◆ **What to do**
**1)** In the calloc patch page, transcribe the text from "Commit Message" up to and including "reusing the code.".
**2)** Answer these questions using the calloc patch page:
(a) To whom is the patch delegated?
(b) What was the 32-bit TryBot build for?
(c) Which two functions does the commit message say are split out as helpers?

Start of Passage to read

[v3,5/5] malloc: Add tcache path for calloc

Message ID 20240829062732.1663342-6-wangyang.guo@intel.com
State Under Review
Delegated to: Florian Weimer
Headers
Series malloc: TCACHE improvement for free and calloc |

Checks

Context Check Description
redhat-pt-bot/TryBot-apply_patch success Patch applied to master at the time it was sent
redhat-pt-bot/TryBot-32bit success Build for i686
linaro-tcwg-bot/tcwg_glibc_build--master-arm success Build passed
linaro-tcwg-bot/tcwg_glibc_build--master-aarch64 success Build passed
linaro-tcwg-bot/tcwg_glibc_check--master-arm success Test passed
linaro-tcwg-bot/tcwg_glibc_check--master-aarch64 success Test passed

Commit Message

Guo, Wangyang Aug. 29, 2024, 6:27 a.m. UTC
  This commit add tcache support in calloc() which can largely improve
the performance of small size allocation, especially in multi-thread
scenario. clear_mem() and tcache_available() is split out as a helper
function for better reusing the code.

End of Passage to read
Start of Dataset excerpts

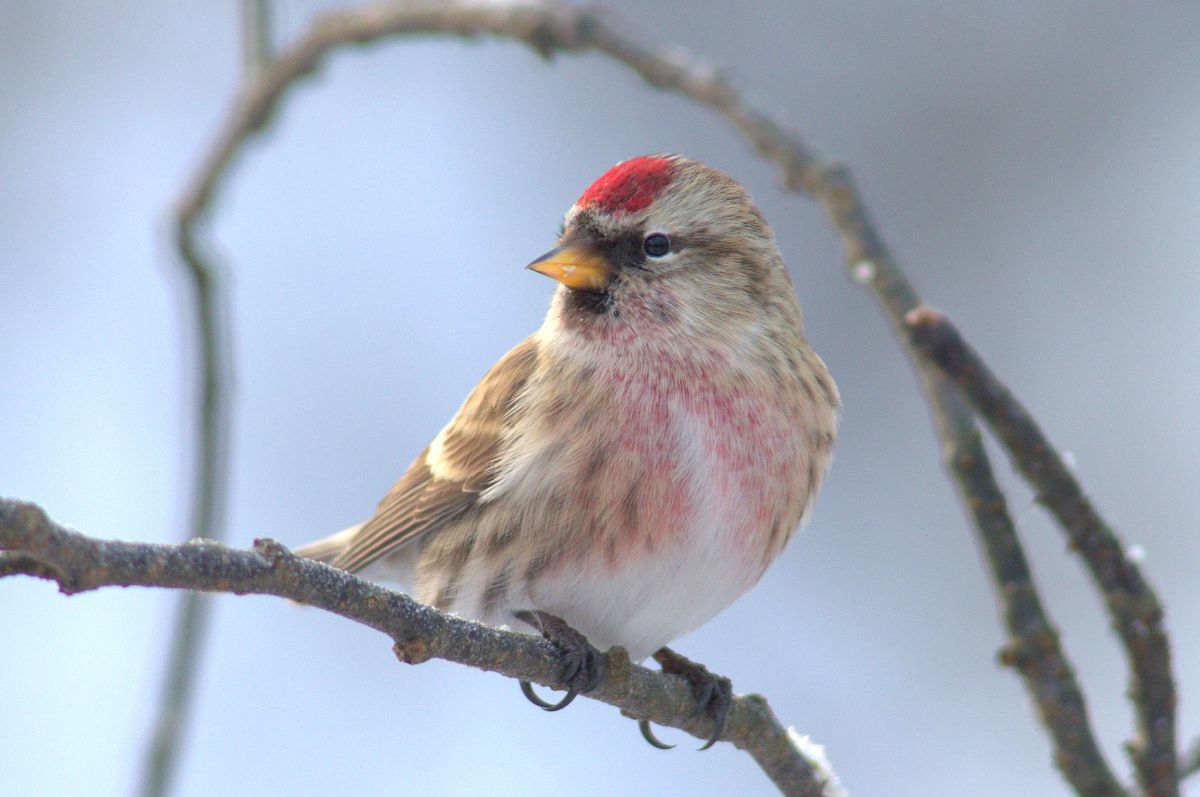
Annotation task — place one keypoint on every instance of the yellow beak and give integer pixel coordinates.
(574, 267)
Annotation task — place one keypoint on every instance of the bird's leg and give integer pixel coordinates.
(582, 663)
(714, 694)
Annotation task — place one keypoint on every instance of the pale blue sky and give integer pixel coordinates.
(1033, 165)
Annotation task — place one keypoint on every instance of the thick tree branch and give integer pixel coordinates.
(1133, 606)
(40, 547)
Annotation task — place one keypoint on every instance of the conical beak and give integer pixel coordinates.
(574, 267)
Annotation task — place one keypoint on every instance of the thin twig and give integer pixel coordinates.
(210, 472)
(78, 563)
(1133, 606)
(552, 27)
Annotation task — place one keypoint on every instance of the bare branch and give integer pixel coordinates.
(256, 36)
(1191, 763)
(78, 563)
(1133, 606)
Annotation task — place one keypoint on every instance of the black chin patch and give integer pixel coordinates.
(597, 303)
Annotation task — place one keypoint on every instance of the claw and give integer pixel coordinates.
(527, 690)
(643, 725)
(582, 664)
(713, 694)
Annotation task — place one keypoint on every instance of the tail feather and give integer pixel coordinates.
(328, 549)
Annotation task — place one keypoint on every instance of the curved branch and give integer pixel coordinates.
(37, 546)
(1134, 609)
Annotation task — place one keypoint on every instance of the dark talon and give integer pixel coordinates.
(714, 694)
(527, 690)
(582, 664)
(643, 725)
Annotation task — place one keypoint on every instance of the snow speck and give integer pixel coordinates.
(863, 271)
(831, 784)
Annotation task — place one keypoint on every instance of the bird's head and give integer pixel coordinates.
(663, 240)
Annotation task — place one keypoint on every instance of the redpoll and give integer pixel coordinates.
(636, 463)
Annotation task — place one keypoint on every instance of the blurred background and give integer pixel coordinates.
(1036, 167)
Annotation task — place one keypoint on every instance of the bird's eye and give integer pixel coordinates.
(657, 245)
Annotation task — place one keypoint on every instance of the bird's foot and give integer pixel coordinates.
(714, 695)
(582, 663)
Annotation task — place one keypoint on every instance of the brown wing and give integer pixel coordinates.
(449, 474)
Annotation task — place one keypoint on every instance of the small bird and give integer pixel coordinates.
(635, 465)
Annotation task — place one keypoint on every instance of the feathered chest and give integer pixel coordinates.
(658, 454)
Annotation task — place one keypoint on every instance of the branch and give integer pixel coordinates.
(37, 546)
(1191, 763)
(1133, 606)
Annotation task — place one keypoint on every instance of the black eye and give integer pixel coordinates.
(657, 245)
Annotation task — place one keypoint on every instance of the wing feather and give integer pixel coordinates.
(448, 477)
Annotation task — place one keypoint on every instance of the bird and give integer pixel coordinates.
(635, 465)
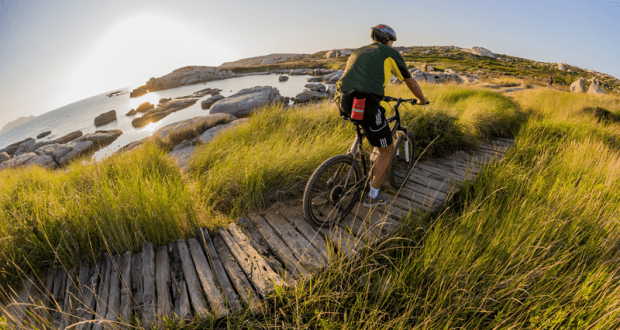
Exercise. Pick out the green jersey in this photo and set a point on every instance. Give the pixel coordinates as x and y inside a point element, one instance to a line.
<point>370,68</point>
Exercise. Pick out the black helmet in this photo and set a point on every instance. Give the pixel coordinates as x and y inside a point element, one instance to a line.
<point>382,33</point>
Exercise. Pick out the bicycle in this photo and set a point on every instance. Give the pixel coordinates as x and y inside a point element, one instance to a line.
<point>335,186</point>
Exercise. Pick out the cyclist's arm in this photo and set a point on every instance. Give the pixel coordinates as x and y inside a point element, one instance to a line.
<point>416,90</point>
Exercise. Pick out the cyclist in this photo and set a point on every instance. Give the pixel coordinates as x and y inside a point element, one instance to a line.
<point>368,71</point>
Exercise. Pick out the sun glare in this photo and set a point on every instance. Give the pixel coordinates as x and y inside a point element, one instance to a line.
<point>136,49</point>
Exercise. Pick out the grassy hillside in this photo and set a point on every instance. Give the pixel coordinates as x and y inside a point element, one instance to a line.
<point>532,243</point>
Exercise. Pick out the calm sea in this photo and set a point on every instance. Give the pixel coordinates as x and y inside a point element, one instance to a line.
<point>80,116</point>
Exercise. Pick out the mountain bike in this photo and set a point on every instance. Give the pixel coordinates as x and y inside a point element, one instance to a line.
<point>337,184</point>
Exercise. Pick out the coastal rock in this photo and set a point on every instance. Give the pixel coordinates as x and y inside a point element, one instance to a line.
<point>578,86</point>
<point>77,149</point>
<point>4,157</point>
<point>188,76</point>
<point>595,89</point>
<point>17,161</point>
<point>69,137</point>
<point>139,91</point>
<point>309,96</point>
<point>44,134</point>
<point>194,126</point>
<point>162,111</point>
<point>333,78</point>
<point>316,87</point>
<point>247,101</point>
<point>144,107</point>
<point>101,139</point>
<point>24,147</point>
<point>206,104</point>
<point>206,91</point>
<point>38,145</point>
<point>105,118</point>
<point>210,134</point>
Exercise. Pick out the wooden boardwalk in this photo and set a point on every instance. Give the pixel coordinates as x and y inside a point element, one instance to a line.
<point>219,273</point>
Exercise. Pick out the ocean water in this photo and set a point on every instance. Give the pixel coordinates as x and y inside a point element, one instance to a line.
<point>80,116</point>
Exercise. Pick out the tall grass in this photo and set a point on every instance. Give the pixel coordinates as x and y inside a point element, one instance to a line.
<point>531,244</point>
<point>51,216</point>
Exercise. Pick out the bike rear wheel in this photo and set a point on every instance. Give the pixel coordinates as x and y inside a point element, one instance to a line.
<point>403,159</point>
<point>329,196</point>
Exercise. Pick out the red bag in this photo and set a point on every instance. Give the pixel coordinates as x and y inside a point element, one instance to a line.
<point>357,112</point>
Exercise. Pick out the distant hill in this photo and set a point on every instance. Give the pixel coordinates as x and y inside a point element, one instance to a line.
<point>16,122</point>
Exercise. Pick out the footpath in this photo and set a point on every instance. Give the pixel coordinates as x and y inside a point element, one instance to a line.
<point>219,273</point>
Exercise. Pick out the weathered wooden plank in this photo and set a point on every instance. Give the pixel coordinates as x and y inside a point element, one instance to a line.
<point>16,309</point>
<point>284,254</point>
<point>443,186</point>
<point>221,279</point>
<point>182,310</point>
<point>87,310</point>
<point>384,225</point>
<point>419,201</point>
<point>114,300</point>
<point>205,275</point>
<point>342,241</point>
<point>307,255</point>
<point>126,299</point>
<point>162,281</point>
<point>432,195</point>
<point>191,280</point>
<point>261,246</point>
<point>360,229</point>
<point>236,275</point>
<point>440,172</point>
<point>137,287</point>
<point>177,281</point>
<point>149,310</point>
<point>254,266</point>
<point>317,240</point>
<point>70,301</point>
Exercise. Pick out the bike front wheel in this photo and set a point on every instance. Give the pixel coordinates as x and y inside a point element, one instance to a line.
<point>403,159</point>
<point>332,190</point>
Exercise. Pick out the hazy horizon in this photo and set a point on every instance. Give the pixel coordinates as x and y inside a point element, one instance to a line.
<point>55,54</point>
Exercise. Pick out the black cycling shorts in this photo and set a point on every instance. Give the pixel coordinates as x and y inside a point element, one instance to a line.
<point>376,128</point>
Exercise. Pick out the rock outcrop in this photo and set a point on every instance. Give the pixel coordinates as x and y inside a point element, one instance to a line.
<point>188,75</point>
<point>44,134</point>
<point>105,118</point>
<point>101,139</point>
<point>206,104</point>
<point>247,101</point>
<point>162,111</point>
<point>595,89</point>
<point>578,86</point>
<point>144,107</point>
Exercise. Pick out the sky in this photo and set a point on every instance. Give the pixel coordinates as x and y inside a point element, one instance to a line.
<point>53,53</point>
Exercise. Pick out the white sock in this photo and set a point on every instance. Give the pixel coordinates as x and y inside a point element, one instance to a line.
<point>373,192</point>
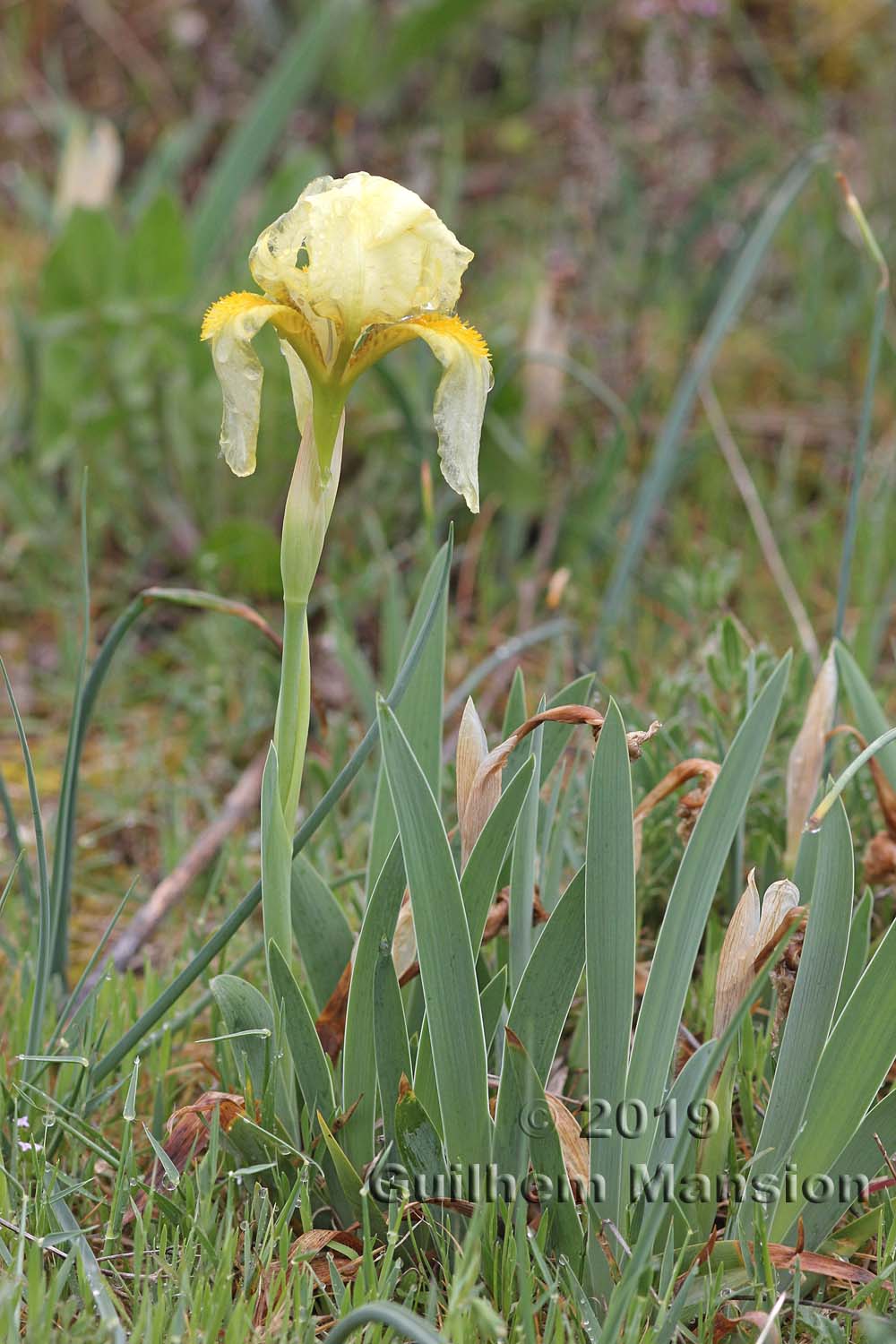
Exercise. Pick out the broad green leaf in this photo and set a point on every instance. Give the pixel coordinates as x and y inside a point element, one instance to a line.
<point>447,973</point>
<point>418,1144</point>
<point>556,736</point>
<point>852,1069</point>
<point>610,946</point>
<point>479,878</point>
<point>359,1058</point>
<point>309,827</point>
<point>522,868</point>
<point>349,1177</point>
<point>812,1005</point>
<point>419,714</point>
<point>547,1156</point>
<point>540,1008</point>
<point>101,1293</point>
<point>477,887</point>
<point>311,1064</point>
<point>860,1158</point>
<point>490,1007</point>
<point>250,1023</point>
<point>320,929</point>
<point>541,1004</point>
<point>492,1003</point>
<point>689,902</point>
<point>390,1035</point>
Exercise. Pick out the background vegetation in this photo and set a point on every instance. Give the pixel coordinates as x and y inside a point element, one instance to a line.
<point>632,177</point>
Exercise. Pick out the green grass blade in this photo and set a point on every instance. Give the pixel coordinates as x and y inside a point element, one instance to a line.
<point>610,945</point>
<point>45,922</point>
<point>522,867</point>
<point>390,1037</point>
<point>250,900</point>
<point>689,903</point>
<point>250,1023</point>
<point>447,973</point>
<point>102,1298</point>
<point>312,1069</point>
<point>65,838</point>
<point>853,1066</point>
<point>857,949</point>
<point>254,136</point>
<point>492,1003</point>
<point>320,929</point>
<point>657,480</point>
<point>359,1058</point>
<point>814,999</point>
<point>869,717</point>
<point>23,867</point>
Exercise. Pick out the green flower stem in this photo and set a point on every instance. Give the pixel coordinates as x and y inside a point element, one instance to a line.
<point>293,707</point>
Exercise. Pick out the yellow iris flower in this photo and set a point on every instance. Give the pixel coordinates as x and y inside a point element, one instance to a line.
<point>378,269</point>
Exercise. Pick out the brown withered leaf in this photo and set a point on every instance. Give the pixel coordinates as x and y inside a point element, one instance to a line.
<point>311,1252</point>
<point>188,1129</point>
<point>474,806</point>
<point>331,1024</point>
<point>495,922</point>
<point>807,753</point>
<point>575,714</point>
<point>880,860</point>
<point>826,1266</point>
<point>689,806</point>
<point>573,1144</point>
<point>751,935</point>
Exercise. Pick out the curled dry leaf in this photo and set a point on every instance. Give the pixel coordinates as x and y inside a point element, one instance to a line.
<point>188,1131</point>
<point>880,860</point>
<point>751,935</point>
<point>573,1145</point>
<point>807,754</point>
<point>312,1250</point>
<point>689,806</point>
<point>493,763</point>
<point>474,806</point>
<point>783,980</point>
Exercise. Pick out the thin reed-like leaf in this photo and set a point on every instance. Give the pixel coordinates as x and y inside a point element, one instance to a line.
<point>657,480</point>
<point>610,948</point>
<point>45,919</point>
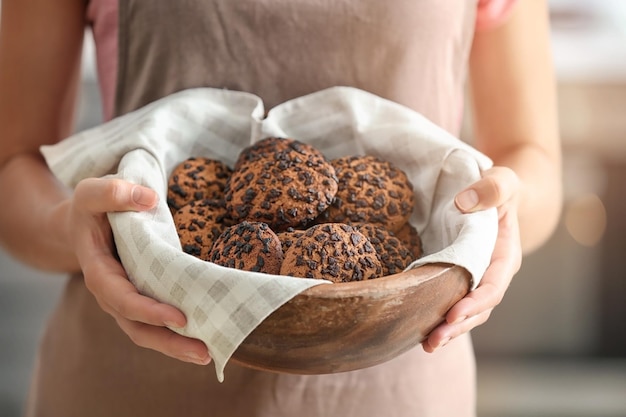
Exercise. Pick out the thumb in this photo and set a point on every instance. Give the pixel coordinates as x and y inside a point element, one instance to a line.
<point>497,185</point>
<point>99,195</point>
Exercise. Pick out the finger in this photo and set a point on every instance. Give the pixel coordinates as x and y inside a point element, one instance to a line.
<point>506,261</point>
<point>497,185</point>
<point>107,280</point>
<point>100,195</point>
<point>445,332</point>
<point>166,341</point>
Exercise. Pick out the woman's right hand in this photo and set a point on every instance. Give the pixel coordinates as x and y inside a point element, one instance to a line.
<point>143,319</point>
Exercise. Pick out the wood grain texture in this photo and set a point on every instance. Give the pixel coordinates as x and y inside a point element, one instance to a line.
<point>343,327</point>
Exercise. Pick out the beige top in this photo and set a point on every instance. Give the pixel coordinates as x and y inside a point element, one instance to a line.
<point>410,51</point>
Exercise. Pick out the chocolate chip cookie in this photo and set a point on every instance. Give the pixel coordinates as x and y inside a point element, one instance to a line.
<point>196,179</point>
<point>249,246</point>
<point>281,182</point>
<point>332,251</point>
<point>370,190</point>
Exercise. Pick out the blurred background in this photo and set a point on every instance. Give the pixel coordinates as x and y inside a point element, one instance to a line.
<point>556,346</point>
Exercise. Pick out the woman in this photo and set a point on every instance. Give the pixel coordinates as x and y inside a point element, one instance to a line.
<point>92,359</point>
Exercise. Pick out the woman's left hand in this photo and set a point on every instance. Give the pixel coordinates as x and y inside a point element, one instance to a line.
<point>499,187</point>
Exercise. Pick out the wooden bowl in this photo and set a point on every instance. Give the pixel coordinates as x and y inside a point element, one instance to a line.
<point>343,327</point>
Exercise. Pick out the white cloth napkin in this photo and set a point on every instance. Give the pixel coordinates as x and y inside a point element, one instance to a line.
<point>224,305</point>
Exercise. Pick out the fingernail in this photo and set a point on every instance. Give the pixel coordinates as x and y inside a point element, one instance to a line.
<point>195,358</point>
<point>143,197</point>
<point>467,200</point>
<point>443,342</point>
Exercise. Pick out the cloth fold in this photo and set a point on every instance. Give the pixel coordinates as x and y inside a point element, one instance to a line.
<point>224,305</point>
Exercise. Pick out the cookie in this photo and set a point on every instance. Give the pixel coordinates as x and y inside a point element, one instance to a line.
<point>332,251</point>
<point>411,239</point>
<point>393,254</point>
<point>370,190</point>
<point>288,237</point>
<point>249,246</point>
<point>198,224</point>
<point>281,182</point>
<point>196,179</point>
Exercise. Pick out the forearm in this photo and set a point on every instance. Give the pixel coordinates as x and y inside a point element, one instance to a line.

End of Dataset excerpts

◆ **Exercise responses**
**1)**
Commit Message

Guo, Wangyang Aug. 29, 2024, 6:27 a.m. UTC
  This commit add tcache support in calloc() which can largely improve
the performance of small size allocation, especially in multi-thread
scenario. clear_mem() and tcache_available() is split out as a helper
function for better reusing the code.

**2)**
(a) Florian Weimer
(b) i686
(c) clear_mem() and tcache_available()